◆ **Soal dan Tugas**:
**1)** Menurut bacaan tentang perjalanan karier Bagus Susanto, di mana letak kantor Will Angove yang diminta untuk didatangi Bagus?
**2)** Teruskan bacaan tentang perjalanan karier Bagus Susanto dengan menulis bagian berikutnya setelah kalimat terakhirnya.

Baca berita tanpa iklan. Gabung Kompas.com+
Sucess Story Bagus Susanto Managing Director FMI

Lembaran Baru di Merek "Biru"

Kompas.com - 11/12/2014, 08:00 WIB
Agung Kurniawan

Penulis

Kehidupan ini sangat indah. Tak semua perjalanan hidup manusia berjalan dengan mulus. Tentu banyak rintangan dan hambatan dalam meraihnya. Kuncinya adalah kesabaran, keteguhan hati, memiliki prinsip yang kuat, jujur, apa adanya, dan selalu melakukan inovasi. Di balik kesuksesan seseorang, ada kisah-kisah mengharukan dan menyedihkan. Semua itu adalah proses yang harus dilalui. Kompas.com menurunkan serial artikel "Success Story" tentang perjalanan tokoh yang inspiratif. Semoga pembaca bisa memetik makna di balik kisahnya.

KompasOtomotif - Setelah mendapat pengalaman setahun setengah bekerja di Jepang, Bagus Susanto kembali ke Ibu Kota atas permintaan atasannya. Setibanya di Indonesia, Bagus mendapat laporan kalau kondisi perusahaan sudah berubah, sampai akhirnya bosnya mengundurkan diri. Bagus lantas melanjutkan karir namun digeser ke perusahaan lain dan menjabat Kepala Seksi Departemen Perencanaan Korporasi.

Duduk di departemen baru, membuat Bagus tak nyaman dengan pekerjaannya. Penilaian pribadi merasa situasi kerja tidak sreg di hati. Setelah memikirkan dengan serius, akhirnya Bagus memutuskan untuk mengundurkan diri, dengan maksud pulang ke kampung halamannya di Surabaya.

Pada 2003, Bagus juga sempat memperoleh kesempatan untuk wawancara dengan mendiang Angki Camaro, pentolan HM Sampoerna. Keyakinannya semakin bulat untuk melanjutkan karirnya di tanah kelahirannya.

Sebelum sepakat dengan HM Sampoerna, Bagus berjumpa dengan bos lamanya di Jakarta. Kala itu, mantan atasannya sedang meresmikan salah satu jaringan pemasaran Ford di Ibu Kota dan mengajak Bagus untuk berjumpa dengan Presiden Direktur PT Ford Motor Indonesia (FMI), Will Angove. Alasannya, Will lagi mencari kandidat pendampingnya di dalam manajemen merek biru.

"Tapi saya langsung jawab, saya nggak mau pak. Saya sudah pengalaman di Toyota, perusahaan otomotif terbesar di Indonesia, ngapain saya ke Ford. 'Ya sudah, kalau tidak mau, temani saya saja makan malam,'" celoteh Bagus.

Sampai akhirnya makan malam terjadi, Bagus dikenalkan dengan sosok Will yang berdarah Australia. Pada pertemuan ini, Will banyak menanyakan pengalaman kerja Bagus selama di Toyota. Di pengujung jamuan makan, keesokan harinya, Will meminta Bagus untuk main ke kantornya di bilangan Pondok Indah, Jakarta Selatan.

◆ **Data yang Diberikan**:
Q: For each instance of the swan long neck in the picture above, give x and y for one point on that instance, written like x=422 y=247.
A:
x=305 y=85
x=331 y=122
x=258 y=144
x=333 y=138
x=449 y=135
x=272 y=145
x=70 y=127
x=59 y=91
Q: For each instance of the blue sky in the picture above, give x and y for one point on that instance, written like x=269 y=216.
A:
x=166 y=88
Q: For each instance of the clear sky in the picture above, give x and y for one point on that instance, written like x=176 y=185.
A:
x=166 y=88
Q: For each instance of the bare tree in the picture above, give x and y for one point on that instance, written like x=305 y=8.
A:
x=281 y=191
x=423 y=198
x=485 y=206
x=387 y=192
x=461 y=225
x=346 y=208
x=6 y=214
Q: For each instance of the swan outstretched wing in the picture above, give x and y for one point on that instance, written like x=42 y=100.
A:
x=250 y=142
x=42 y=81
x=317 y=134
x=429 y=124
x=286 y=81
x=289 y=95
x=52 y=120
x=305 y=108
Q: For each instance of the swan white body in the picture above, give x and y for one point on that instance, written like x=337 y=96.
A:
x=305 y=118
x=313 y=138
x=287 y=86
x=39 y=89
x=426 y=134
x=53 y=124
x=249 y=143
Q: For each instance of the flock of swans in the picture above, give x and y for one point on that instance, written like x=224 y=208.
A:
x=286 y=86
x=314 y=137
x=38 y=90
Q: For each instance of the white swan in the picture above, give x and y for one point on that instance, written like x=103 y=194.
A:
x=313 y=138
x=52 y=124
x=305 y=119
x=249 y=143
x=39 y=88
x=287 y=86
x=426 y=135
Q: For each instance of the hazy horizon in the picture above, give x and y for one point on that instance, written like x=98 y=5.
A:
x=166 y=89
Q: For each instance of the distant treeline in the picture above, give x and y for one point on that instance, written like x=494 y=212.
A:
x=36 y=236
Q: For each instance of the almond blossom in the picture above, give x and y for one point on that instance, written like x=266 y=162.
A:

==

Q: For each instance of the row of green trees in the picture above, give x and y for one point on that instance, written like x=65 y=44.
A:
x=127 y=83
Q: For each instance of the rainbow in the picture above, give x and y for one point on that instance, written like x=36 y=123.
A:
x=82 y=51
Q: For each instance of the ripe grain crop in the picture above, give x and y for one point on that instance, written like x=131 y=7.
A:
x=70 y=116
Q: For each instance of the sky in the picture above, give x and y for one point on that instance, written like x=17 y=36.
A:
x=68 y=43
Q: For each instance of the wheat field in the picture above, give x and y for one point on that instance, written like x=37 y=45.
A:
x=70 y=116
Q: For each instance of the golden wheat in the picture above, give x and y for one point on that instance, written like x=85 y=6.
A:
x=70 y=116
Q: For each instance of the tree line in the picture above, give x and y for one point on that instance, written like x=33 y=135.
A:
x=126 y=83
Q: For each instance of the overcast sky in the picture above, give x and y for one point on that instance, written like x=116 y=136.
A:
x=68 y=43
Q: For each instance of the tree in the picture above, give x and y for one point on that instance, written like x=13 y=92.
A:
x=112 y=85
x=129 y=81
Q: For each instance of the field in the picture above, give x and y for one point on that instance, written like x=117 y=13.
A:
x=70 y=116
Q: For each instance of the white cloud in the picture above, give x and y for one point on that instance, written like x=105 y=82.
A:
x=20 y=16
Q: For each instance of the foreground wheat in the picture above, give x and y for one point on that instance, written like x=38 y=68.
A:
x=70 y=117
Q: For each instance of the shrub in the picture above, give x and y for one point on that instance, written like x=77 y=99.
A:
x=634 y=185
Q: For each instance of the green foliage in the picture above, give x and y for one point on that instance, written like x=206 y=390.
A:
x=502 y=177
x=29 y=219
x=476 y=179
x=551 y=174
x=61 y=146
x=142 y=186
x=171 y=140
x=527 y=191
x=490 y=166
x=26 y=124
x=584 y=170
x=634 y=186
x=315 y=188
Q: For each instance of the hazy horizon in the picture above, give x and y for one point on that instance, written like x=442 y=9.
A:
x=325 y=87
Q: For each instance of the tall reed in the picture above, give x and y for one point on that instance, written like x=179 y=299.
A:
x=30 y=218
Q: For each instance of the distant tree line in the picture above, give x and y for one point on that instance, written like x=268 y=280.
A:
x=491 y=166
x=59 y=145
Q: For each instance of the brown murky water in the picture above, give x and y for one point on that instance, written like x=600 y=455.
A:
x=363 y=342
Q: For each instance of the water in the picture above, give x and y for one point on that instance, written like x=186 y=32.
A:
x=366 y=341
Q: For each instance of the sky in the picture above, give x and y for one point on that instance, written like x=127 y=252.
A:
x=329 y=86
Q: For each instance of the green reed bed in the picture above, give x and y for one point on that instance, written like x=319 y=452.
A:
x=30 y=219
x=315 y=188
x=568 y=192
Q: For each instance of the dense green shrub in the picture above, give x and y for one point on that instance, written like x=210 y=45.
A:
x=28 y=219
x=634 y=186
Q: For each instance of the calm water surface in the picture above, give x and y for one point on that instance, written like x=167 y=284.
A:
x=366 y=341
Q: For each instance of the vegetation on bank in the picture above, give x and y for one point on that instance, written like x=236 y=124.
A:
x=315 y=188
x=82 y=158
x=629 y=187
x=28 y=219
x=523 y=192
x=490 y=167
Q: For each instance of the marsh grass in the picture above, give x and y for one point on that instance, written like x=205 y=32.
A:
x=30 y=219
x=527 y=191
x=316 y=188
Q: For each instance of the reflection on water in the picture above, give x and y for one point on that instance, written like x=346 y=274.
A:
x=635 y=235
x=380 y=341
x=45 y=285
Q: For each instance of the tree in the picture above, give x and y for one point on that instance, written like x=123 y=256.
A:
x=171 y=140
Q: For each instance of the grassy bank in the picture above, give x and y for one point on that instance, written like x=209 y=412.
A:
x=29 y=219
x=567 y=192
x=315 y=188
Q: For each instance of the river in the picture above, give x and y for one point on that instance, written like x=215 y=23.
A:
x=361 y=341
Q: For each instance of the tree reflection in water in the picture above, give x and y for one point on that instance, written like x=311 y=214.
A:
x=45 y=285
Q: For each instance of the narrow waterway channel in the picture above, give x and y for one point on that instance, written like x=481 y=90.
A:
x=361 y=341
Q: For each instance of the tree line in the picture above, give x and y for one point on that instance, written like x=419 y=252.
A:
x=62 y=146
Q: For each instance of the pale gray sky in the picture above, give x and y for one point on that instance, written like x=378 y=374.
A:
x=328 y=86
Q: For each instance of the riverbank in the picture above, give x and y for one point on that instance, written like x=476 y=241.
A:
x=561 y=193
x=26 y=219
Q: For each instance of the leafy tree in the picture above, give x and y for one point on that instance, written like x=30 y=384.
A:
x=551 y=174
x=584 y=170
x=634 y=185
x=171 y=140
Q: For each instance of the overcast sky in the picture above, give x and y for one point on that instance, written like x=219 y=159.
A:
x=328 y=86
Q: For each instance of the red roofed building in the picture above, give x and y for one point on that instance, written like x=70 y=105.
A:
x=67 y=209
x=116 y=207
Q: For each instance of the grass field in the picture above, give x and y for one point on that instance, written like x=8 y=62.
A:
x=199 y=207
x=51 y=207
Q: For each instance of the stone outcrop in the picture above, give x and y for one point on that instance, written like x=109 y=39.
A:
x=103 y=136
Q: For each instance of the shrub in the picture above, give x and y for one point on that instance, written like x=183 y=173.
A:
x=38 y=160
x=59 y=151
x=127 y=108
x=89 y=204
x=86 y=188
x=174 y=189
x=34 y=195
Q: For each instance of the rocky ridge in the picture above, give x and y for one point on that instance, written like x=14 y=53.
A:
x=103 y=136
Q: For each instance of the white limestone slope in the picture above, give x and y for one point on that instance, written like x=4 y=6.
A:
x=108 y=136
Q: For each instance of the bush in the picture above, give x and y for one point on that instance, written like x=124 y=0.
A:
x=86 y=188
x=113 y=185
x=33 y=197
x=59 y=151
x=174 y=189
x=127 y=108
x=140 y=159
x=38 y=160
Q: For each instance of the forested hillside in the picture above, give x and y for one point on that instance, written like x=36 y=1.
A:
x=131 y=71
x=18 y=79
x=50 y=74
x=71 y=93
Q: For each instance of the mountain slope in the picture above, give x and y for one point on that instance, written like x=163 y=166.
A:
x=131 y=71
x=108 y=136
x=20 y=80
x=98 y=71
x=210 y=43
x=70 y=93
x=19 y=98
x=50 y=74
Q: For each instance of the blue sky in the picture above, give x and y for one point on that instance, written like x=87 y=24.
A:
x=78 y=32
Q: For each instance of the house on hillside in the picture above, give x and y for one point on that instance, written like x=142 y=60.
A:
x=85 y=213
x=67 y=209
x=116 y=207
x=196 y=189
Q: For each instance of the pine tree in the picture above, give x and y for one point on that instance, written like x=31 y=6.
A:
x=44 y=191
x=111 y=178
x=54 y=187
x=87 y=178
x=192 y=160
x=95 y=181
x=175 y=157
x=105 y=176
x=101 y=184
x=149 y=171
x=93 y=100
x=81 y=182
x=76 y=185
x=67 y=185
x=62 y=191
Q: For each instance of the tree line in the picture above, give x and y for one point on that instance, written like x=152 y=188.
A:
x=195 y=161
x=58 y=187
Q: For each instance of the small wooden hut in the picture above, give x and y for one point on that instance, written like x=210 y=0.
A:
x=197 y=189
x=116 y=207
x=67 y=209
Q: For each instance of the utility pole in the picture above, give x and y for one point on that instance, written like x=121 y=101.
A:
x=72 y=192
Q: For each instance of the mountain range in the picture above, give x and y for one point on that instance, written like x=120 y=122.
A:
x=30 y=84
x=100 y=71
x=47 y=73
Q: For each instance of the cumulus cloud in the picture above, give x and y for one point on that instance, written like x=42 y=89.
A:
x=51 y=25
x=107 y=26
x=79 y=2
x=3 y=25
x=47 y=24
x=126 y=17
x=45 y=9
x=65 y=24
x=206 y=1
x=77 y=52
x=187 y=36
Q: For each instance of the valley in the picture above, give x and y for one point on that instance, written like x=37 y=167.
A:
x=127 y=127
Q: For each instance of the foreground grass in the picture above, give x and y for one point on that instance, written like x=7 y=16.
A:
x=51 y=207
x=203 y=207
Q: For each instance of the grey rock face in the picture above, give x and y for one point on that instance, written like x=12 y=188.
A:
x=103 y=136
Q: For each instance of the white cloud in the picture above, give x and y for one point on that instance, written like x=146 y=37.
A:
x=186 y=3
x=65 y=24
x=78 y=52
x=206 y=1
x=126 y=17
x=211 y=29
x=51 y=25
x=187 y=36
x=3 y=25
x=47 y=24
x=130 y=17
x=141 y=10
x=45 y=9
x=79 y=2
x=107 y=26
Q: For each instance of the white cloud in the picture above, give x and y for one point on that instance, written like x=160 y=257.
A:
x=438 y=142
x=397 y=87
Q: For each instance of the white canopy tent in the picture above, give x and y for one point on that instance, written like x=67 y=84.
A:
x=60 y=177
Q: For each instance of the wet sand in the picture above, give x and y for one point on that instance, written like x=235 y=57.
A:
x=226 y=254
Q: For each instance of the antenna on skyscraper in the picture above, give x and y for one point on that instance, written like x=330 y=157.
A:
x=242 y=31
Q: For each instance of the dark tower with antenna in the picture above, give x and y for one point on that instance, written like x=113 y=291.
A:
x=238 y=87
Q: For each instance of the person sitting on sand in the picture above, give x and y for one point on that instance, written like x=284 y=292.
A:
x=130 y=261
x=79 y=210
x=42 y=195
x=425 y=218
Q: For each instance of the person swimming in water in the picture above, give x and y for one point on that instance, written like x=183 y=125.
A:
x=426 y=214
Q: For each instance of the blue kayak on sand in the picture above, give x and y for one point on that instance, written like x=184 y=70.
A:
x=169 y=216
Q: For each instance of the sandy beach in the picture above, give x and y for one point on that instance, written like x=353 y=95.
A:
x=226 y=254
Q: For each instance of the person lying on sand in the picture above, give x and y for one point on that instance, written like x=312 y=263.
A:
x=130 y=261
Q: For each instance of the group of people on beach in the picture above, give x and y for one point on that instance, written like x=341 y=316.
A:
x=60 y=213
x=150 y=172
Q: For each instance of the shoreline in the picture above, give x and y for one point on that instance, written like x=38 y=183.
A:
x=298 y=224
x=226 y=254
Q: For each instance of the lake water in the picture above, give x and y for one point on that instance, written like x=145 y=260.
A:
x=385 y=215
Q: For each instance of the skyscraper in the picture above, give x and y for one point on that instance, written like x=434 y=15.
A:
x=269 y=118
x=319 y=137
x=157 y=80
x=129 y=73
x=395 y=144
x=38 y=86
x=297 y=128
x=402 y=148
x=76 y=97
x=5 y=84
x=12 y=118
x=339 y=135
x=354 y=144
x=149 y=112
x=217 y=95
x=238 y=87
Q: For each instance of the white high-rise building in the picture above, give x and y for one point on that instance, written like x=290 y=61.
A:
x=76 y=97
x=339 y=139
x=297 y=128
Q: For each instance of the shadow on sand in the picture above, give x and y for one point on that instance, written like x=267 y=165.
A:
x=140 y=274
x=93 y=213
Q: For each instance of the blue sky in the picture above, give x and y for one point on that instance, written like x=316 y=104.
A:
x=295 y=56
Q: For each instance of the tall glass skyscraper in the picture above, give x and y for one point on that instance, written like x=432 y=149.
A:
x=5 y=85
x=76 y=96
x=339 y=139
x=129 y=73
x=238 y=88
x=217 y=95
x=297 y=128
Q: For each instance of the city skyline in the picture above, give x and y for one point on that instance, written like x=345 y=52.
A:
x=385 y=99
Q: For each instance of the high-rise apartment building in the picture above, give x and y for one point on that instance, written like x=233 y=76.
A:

◆ **Jawaban Tiap Soal**:
**1)** Di bilangan Pondok Indah, Jakarta Selatan.

**2)**
Penawaran tiba-tiba

Merasa sudah tidak punya beban moral di perusahaan lamanya, karena sudah berstatus "resign", Bagus memenuhi permintaan Will untuk berkunjung. Ketika di dalam ruangan Will, pria berambut putih ini langsung menyodorkan kontrak, meminta Bagus untuk bergabung bersama FMI menjabat General Manager.

"Ini serius, tanya saya. Pas lihat kontraknya, gede juga (gajinya) ya. Tapi, otak pedagang saya jalan juga, jangan pernah terima apapun pada tawaran pertama," tukas Bagus.

Di dalam benak Bagus, tawaran gaji yang disodorkan Will sudah sangat besar nilainya. Sulit ditolak. Tapi, dengan nada agak datar, Bagus mencoba menawar, dengan alasan mobil pribadinya sudah dijual karena niat pindah ke Surabaya.

"'Tapi, nanti ada COP (car ownership program)' kata Will. Saya jawab, kalau COP nanti ada potongan, gajinya jadi tidak segini. 'Oh itu, apa lagi pertimbangan kamu?' Sementara itu saja yang ada dipikiran, tidak sempat bikin daftar, tapi setidaknya satu tambahan muncul," cerita Bagus.

Tak lama berselang, Will menarik kembali kontrak yang disodorkan dan meminta waktu untuk menyusun ulang. Hasilnya, permintaan Bagus dipenuhi, nilai cicilan kredit COP yang harus ditanggung ditambahkan jumlahnya ke gaji, sehingga nilainya tidak berkurang dari tawaran sebelumnya.

"Karena sudah dipenuhi, harus konsekuen, akhirnya saya tandatangan. Sebenarnya tanpa ada COP juga sudah di luar ekspektasi saya gajinya. Pas pulang, langsung bilang ke istri, mengatakan kita tidak jadi pulang ke Surabaya. Istri agak senewen juga karena sangat menantikan kembali tinggal lagi di Surabaya, bisa bertemu keluarga besar. Tapi, begitu melihat gajinya, oh ya nggak apa-apa kalau segini," kelakar Bagus.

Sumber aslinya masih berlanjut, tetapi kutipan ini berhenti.